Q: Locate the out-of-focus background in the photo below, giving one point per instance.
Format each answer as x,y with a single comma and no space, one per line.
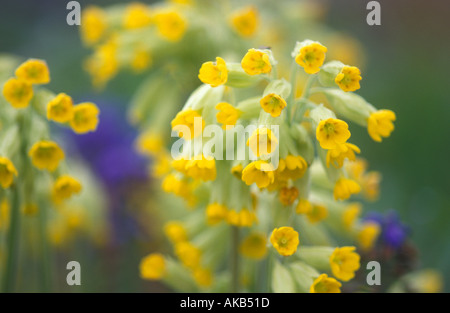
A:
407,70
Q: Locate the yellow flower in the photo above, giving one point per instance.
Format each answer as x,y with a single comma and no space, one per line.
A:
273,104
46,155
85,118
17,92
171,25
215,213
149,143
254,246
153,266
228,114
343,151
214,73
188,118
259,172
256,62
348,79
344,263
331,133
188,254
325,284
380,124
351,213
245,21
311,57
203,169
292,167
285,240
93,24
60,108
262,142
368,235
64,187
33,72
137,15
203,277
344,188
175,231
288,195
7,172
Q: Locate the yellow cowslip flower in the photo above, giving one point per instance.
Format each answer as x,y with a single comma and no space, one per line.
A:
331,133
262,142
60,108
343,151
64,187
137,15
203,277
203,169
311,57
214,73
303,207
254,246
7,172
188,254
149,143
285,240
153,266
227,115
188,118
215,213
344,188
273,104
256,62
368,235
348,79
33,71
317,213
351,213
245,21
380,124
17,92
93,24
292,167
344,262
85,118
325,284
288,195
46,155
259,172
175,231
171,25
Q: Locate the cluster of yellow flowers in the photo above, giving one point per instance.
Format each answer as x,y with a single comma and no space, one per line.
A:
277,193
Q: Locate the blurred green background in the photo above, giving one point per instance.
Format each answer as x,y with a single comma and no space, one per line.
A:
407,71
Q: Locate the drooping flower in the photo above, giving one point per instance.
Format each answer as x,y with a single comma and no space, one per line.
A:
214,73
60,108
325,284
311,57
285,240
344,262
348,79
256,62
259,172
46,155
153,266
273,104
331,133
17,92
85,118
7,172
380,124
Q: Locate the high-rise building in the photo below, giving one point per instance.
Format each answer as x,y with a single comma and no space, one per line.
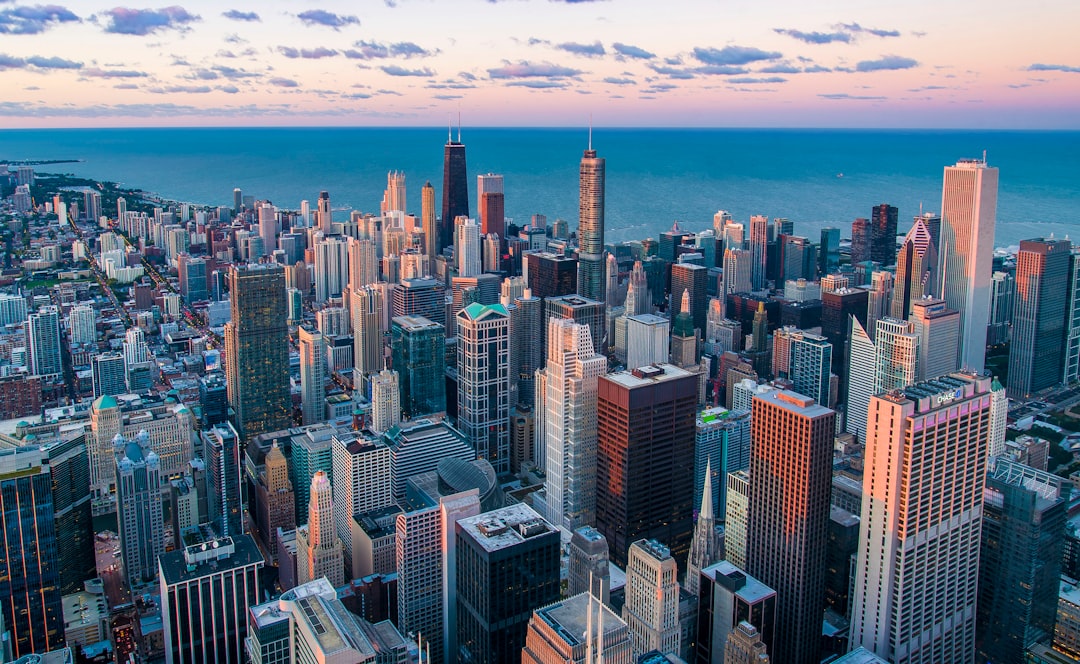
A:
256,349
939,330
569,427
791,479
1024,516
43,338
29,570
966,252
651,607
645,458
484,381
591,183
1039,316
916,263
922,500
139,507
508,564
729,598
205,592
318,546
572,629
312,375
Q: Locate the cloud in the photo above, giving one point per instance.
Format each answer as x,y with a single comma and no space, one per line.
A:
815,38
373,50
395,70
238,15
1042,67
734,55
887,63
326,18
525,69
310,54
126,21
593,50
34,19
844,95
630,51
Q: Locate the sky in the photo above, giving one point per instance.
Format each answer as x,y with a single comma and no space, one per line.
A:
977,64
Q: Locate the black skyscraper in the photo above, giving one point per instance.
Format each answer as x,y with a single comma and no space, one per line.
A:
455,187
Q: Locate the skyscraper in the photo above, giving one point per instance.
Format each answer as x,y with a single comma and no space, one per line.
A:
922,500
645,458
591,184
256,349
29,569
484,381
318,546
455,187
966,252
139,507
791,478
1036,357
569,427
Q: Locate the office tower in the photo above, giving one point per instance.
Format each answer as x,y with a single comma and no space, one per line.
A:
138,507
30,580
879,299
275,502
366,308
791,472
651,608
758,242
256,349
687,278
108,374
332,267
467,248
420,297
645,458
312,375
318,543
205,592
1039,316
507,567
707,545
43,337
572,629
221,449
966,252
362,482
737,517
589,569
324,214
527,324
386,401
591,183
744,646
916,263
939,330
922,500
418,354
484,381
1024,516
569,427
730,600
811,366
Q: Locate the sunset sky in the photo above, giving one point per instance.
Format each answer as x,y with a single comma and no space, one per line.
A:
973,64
--
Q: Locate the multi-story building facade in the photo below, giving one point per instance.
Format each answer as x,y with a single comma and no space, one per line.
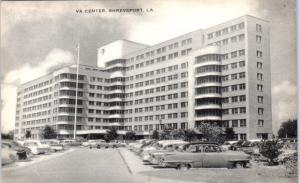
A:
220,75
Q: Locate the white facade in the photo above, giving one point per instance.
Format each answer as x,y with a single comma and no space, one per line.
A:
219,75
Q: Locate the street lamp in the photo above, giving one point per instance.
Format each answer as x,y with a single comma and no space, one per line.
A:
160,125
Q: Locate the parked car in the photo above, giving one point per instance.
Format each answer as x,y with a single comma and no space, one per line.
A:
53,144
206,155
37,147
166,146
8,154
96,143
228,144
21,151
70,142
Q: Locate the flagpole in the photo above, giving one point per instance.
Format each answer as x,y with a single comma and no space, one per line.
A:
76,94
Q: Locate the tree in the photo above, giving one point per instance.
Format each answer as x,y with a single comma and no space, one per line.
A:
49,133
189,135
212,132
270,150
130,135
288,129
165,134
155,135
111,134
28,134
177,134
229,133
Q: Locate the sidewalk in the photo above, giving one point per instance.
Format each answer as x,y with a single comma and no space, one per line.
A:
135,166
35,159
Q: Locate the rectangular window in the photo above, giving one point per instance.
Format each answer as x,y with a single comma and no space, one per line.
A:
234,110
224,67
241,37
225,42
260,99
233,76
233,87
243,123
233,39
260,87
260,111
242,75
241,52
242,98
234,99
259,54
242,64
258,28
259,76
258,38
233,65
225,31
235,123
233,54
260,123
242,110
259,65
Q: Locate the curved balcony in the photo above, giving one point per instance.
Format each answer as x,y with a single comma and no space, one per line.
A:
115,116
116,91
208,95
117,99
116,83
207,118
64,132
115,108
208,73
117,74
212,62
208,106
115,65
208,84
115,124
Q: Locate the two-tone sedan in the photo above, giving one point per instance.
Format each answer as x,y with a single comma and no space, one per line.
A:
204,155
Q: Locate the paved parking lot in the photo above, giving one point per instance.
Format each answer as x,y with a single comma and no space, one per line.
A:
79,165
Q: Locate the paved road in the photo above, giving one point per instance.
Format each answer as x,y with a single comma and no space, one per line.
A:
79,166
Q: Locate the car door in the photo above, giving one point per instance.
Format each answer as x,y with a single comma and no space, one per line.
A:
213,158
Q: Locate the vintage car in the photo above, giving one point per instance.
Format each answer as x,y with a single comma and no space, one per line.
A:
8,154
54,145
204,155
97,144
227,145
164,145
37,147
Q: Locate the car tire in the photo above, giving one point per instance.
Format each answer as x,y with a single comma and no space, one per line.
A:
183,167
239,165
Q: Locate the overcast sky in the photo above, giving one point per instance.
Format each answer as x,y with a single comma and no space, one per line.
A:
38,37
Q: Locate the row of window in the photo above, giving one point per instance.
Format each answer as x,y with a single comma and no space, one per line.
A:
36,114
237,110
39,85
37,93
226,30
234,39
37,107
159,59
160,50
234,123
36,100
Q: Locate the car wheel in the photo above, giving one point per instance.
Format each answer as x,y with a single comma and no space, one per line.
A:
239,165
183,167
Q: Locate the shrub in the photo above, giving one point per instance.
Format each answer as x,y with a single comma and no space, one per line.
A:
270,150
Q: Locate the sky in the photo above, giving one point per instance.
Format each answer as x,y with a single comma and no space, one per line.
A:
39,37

> **PROBLEM TO WORK ON**: Output exactly the lines above that lie between the line with "Q: Locate the out-of-focus" and the line with "Q: Locate the cloud", those two lines included, and no pictures.

> **SOLUTION TO THIS EXERCISE**:
Q: Locate the out-of-focus background in the photo below, giving one point per instance.
Format each answer as x,y with a single comma and no space, one per line.
A:
407,70
Q: Locate the yellow flower in the photo above, giving one point per instance.
Format each answer as x,y with a single comma and no space, one per line.
A:
273,104
46,155
85,118
17,92
171,25
215,213
149,143
254,246
153,266
228,114
343,151
214,73
188,118
259,172
256,62
348,79
344,263
331,133
188,254
325,284
380,124
351,213
245,21
311,57
203,169
292,167
285,240
93,24
60,108
262,142
368,235
64,187
33,72
137,15
203,277
344,188
175,231
288,195
7,172
Q: Locate the yellow cowslip flower in the photo above, giving one point per instance.
Format each answer as x,y with a single comma and no space, one per line.
A:
331,133
262,142
60,108
343,151
64,187
137,15
203,277
203,169
311,57
214,73
303,207
254,246
7,172
188,254
149,143
285,240
153,266
227,115
188,118
215,213
344,188
273,104
256,62
368,235
348,79
33,71
317,213
351,213
245,21
380,124
17,92
93,24
292,167
344,262
85,118
325,284
288,195
46,155
259,172
175,231
171,25
Q: Locate the cluster of yellow flowers in the photo above, giving one point per instance.
Format each answer as x,y with a single comma and no space, one per line.
A:
277,193
Q: Locate the blurred green background in the photo above, giving one point per instance.
Format each answer as x,y with a single comma and no space, one per line.
A:
407,71
Q: Locate the drooping flower in the photo above, giving one point per instance.
Format each answer as x,y with a single comma and no space, one per line.
A:
214,73
60,108
325,284
311,57
285,240
344,262
348,79
256,62
259,172
46,155
153,266
273,104
331,133
17,92
85,118
7,172
380,124
Q: Locate the high-rise building in the photo below, giving one point per instance.
Format each answer as x,y with a single comma and no space, one per line.
A:
256,349
939,330
569,427
791,479
1024,516
43,338
29,570
966,252
651,607
645,458
484,381
591,183
1039,316
916,263
922,500
139,507
508,564
729,598
205,592
318,546
572,629
312,375
Q: Locate the cloud in the photo above, giving one point per instance.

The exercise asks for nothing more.